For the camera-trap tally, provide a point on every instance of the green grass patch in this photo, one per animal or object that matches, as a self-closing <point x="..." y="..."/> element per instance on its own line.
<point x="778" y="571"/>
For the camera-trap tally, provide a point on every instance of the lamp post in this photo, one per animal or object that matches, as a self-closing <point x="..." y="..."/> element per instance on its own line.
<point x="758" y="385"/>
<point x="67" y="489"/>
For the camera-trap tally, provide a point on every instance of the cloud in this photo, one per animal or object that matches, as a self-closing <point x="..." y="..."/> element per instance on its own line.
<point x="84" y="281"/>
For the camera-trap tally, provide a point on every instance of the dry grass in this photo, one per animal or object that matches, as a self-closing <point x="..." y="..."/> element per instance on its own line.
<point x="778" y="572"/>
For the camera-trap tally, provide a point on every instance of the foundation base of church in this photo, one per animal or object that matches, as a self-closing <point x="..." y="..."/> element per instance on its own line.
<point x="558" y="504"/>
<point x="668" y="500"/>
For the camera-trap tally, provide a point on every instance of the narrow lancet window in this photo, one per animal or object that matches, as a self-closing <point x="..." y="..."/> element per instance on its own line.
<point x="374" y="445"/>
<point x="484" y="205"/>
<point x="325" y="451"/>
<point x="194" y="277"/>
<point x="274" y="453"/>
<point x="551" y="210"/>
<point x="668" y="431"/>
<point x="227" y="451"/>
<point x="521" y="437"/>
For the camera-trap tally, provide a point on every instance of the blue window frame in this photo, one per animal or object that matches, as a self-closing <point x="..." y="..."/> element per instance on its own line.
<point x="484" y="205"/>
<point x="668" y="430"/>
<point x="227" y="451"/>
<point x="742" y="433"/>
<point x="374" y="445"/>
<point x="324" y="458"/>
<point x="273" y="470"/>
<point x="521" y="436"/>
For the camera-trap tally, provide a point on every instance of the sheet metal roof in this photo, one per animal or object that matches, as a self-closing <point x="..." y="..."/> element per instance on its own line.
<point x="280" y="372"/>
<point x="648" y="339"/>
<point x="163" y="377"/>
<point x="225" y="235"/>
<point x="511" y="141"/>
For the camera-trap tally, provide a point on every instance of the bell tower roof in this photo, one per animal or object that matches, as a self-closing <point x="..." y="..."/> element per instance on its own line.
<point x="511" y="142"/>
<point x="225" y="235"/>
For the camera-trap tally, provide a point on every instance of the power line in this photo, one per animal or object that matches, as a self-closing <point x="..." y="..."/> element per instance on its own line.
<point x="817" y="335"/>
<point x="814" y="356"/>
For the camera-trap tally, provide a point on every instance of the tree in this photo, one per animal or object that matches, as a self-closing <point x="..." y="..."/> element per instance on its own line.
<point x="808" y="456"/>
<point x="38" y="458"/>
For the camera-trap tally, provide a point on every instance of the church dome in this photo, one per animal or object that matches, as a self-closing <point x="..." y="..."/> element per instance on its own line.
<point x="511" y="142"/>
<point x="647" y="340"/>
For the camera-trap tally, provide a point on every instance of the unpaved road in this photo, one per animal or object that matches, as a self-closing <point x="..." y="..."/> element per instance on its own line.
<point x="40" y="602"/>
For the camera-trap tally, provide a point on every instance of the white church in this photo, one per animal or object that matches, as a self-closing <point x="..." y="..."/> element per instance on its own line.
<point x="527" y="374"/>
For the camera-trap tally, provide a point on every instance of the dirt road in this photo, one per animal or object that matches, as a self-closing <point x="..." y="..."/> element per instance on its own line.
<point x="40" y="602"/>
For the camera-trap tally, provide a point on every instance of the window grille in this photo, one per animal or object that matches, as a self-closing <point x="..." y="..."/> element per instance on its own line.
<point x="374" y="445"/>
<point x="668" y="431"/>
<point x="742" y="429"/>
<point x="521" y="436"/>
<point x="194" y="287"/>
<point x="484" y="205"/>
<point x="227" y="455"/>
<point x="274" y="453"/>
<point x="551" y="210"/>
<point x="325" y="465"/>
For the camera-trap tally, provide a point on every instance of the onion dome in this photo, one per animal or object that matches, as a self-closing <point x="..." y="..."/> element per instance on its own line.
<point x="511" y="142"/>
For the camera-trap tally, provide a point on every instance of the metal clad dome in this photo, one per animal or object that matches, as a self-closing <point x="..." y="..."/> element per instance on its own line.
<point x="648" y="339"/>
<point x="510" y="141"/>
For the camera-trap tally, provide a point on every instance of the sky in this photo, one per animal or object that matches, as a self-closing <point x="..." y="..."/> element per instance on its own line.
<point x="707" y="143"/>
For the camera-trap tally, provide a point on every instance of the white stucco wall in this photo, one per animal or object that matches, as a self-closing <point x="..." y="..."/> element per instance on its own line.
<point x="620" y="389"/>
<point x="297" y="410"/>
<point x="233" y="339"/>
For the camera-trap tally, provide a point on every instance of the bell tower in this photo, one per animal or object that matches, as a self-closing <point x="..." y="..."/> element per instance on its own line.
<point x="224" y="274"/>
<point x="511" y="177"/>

▶ YOUR GOAL: Please copy out the rows word for word, starting at the line that contains "bell tower in" and ending with the final line of the rows.

▶ THE ANSWER:
For the camera-trap tally, provide a point on every instance of the bell tower in this photo, one per animal or object that matches, as a self-closing <point x="..." y="..."/> element per instance on its own line.
<point x="224" y="274"/>
<point x="511" y="177"/>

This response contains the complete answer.